Give back exactly the lines running from the line with "line, e.g. (278,70)." to the end of the entries, and only those lines.

◇ ◇ ◇ ◇ ◇

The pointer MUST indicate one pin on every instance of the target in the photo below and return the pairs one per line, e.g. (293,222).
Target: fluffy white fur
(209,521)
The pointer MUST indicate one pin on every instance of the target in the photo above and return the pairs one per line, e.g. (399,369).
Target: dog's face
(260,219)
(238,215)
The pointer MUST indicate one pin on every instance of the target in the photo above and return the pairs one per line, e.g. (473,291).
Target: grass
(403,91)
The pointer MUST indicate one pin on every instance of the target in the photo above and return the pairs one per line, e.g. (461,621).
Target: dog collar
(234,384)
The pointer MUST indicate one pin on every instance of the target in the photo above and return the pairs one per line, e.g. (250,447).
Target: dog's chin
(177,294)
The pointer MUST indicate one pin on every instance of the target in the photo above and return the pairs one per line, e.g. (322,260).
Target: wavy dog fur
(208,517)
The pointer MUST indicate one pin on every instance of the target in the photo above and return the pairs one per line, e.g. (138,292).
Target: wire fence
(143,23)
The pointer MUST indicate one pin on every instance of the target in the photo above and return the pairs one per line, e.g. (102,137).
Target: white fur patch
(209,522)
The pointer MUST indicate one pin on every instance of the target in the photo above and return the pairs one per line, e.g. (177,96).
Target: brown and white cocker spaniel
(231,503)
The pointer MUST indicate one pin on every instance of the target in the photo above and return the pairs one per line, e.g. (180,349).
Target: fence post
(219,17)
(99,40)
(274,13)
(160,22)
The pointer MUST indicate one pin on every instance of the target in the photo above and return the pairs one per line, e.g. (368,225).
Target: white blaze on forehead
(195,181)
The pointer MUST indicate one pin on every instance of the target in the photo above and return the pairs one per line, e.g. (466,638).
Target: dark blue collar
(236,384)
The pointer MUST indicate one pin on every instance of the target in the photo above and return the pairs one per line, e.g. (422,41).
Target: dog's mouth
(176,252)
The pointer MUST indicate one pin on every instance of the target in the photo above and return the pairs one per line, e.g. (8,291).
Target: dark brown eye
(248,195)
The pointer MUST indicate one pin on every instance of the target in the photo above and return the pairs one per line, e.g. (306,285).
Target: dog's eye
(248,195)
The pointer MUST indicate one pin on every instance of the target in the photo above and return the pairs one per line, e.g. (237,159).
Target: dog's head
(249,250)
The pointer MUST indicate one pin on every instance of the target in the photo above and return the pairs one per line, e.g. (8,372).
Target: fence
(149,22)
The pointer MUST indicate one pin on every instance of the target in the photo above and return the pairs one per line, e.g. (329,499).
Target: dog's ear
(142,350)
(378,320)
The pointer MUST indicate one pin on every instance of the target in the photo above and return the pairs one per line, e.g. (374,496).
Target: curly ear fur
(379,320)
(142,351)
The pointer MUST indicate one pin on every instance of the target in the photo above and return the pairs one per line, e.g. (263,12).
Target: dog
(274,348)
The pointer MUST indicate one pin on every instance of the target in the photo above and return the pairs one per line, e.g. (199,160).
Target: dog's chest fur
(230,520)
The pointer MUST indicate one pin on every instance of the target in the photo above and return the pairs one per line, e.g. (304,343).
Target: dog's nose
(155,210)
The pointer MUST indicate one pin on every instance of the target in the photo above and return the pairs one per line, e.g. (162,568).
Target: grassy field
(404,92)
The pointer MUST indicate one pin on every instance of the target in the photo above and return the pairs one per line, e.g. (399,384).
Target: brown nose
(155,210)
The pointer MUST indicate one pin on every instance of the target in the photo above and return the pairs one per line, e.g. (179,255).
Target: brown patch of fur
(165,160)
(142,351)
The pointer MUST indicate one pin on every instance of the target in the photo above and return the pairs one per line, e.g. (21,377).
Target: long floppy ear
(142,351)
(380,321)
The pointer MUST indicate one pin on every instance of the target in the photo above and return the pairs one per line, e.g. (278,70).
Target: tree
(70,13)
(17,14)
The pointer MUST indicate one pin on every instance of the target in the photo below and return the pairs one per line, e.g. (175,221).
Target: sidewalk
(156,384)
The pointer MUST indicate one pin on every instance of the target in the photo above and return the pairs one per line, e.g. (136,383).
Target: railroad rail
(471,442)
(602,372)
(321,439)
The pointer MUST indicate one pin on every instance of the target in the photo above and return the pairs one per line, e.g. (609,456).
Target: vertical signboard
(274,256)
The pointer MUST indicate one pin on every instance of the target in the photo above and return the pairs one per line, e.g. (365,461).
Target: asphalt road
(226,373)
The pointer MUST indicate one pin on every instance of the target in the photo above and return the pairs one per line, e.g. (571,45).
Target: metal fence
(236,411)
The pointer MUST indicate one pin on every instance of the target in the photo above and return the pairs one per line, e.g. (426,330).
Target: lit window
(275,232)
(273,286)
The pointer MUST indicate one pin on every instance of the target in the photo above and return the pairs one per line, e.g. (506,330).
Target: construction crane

◇ ◇ ◇ ◇ ◇

▸ The output
The pointer MUST indicate one pin on every instance of the target in the photo above and return the pairs one per line, e.g. (278,70).
Target: tree
(70,13)
(17,14)
The pointer MUST indicate one pin on every instance of the target in the photo below and return the pairs one per line, e.g. (175,221).
Target: sidewalk
(156,384)
The pointer MUST indicate one pin on every instance of the target in the photo above and return the pairs one per line, e.g. (136,383).
Target: railroad rail
(471,442)
(602,372)
(321,439)
The pointer MUST indicate one pin on every instance of the target in the photo above and return the pairs one per line, e.g. (609,456).
Target: vertical signboard
(274,256)
The pointer MUST indicate one pin on every instance of the target in the photo above and return the pairs one per line, e.g. (365,461).
Target: asphalt road
(226,373)
The pointer MUST indicate one pin on every instance of the target in the photo above and return the pairs one per line, e.g. (571,45).
Target: metal fence
(236,411)
The pointer MUST indicate one pin on every instance of the target in the photo above and return the pairs one per line, e.g. (426,330).
Target: lit window
(275,232)
(273,286)
The pointer MUST indicate one pin on every instance of the target in the photo above and return the pairs one per line, e.g. (506,330).
Target: construction crane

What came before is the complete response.